_課題_.
以下のすべての行について答えを出し、その各行を1つの文字列とするJSON配列の形にまとめること。空行は含めない。

_処理対象の行_.
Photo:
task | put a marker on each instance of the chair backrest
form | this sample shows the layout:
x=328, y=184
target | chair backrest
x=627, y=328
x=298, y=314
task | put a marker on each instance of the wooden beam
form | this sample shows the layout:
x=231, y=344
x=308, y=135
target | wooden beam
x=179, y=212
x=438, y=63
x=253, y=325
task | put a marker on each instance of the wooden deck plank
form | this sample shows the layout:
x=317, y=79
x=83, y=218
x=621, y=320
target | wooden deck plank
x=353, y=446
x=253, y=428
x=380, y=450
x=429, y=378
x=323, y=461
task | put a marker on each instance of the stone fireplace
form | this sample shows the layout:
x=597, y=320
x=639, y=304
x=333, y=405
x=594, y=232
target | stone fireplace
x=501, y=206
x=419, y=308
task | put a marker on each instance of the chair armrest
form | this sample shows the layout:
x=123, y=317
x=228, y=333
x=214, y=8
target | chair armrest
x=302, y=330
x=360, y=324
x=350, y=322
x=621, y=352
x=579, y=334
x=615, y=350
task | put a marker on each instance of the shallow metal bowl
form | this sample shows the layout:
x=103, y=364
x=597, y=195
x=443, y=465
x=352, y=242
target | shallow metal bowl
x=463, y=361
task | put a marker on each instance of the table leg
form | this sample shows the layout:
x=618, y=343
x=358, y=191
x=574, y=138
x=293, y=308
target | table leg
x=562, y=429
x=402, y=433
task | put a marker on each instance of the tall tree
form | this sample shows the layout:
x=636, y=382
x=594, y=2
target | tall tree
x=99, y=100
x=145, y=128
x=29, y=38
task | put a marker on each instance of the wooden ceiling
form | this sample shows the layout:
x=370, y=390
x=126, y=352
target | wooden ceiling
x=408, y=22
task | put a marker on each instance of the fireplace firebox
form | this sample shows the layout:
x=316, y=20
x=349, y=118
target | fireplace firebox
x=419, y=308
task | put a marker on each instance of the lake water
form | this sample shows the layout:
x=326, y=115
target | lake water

_結果_.
[
  "Photo:",
  "task | put a marker on each instance of the chair backrest",
  "form | this sample shows the layout:",
  "x=328, y=184",
  "target | chair backrest",
  "x=627, y=328",
  "x=298, y=314",
  "task | put a marker on each instance of the wooden beam",
  "form | this sample shows the layout:",
  "x=231, y=344",
  "x=308, y=135",
  "target | wooden beam",
  "x=179, y=212",
  "x=438, y=63",
  "x=253, y=325",
  "task | put a marker on each instance of the wooden deck plank",
  "form | this sample shows the layout:",
  "x=317, y=79",
  "x=83, y=218",
  "x=621, y=320",
  "target | wooden deck plank",
  "x=353, y=446",
  "x=253, y=428",
  "x=380, y=450",
  "x=429, y=378",
  "x=323, y=461",
  "task | put a marker on each instance of the stone fireplace",
  "form | this sample shows the layout:",
  "x=597, y=320",
  "x=639, y=304",
  "x=333, y=405",
  "x=594, y=232",
  "target | stone fireplace",
  "x=501, y=206",
  "x=419, y=308",
  "task | put a marker on each instance of the chair armrest",
  "form | this sample shows the layout:",
  "x=123, y=317",
  "x=228, y=333",
  "x=214, y=8",
  "target | chair armrest",
  "x=302, y=330",
  "x=360, y=324",
  "x=350, y=322",
  "x=621, y=352",
  "x=579, y=334",
  "x=615, y=350",
  "task | put a marker on each instance of the shallow metal bowl",
  "form | this sample shows the layout:",
  "x=103, y=364",
  "x=597, y=195",
  "x=443, y=465",
  "x=352, y=242",
  "target | shallow metal bowl",
  "x=463, y=361",
  "task | put a marker on each instance of the table leg",
  "form | this sample shows the layout:",
  "x=618, y=343",
  "x=358, y=191",
  "x=574, y=138",
  "x=293, y=308",
  "target | table leg",
  "x=562, y=429",
  "x=402, y=433",
  "task | put a marker on each instance of the tall tree",
  "form | this sample shows the layout:",
  "x=636, y=382",
  "x=594, y=2",
  "target | tall tree",
  "x=99, y=100",
  "x=145, y=128",
  "x=29, y=38",
  "task | put a marker on each instance of the wooden ceiling",
  "form | this sample shows the layout:",
  "x=370, y=390",
  "x=126, y=352",
  "target | wooden ceiling",
  "x=408, y=22",
  "task | put a marker on each instance of the fireplace firebox",
  "form | this sample shows the layout:",
  "x=316, y=20",
  "x=349, y=118",
  "target | fireplace firebox",
  "x=419, y=308",
  "task | put a marker on each instance of the lake water",
  "form | this sample shows the layout:",
  "x=326, y=115",
  "target | lake water"
]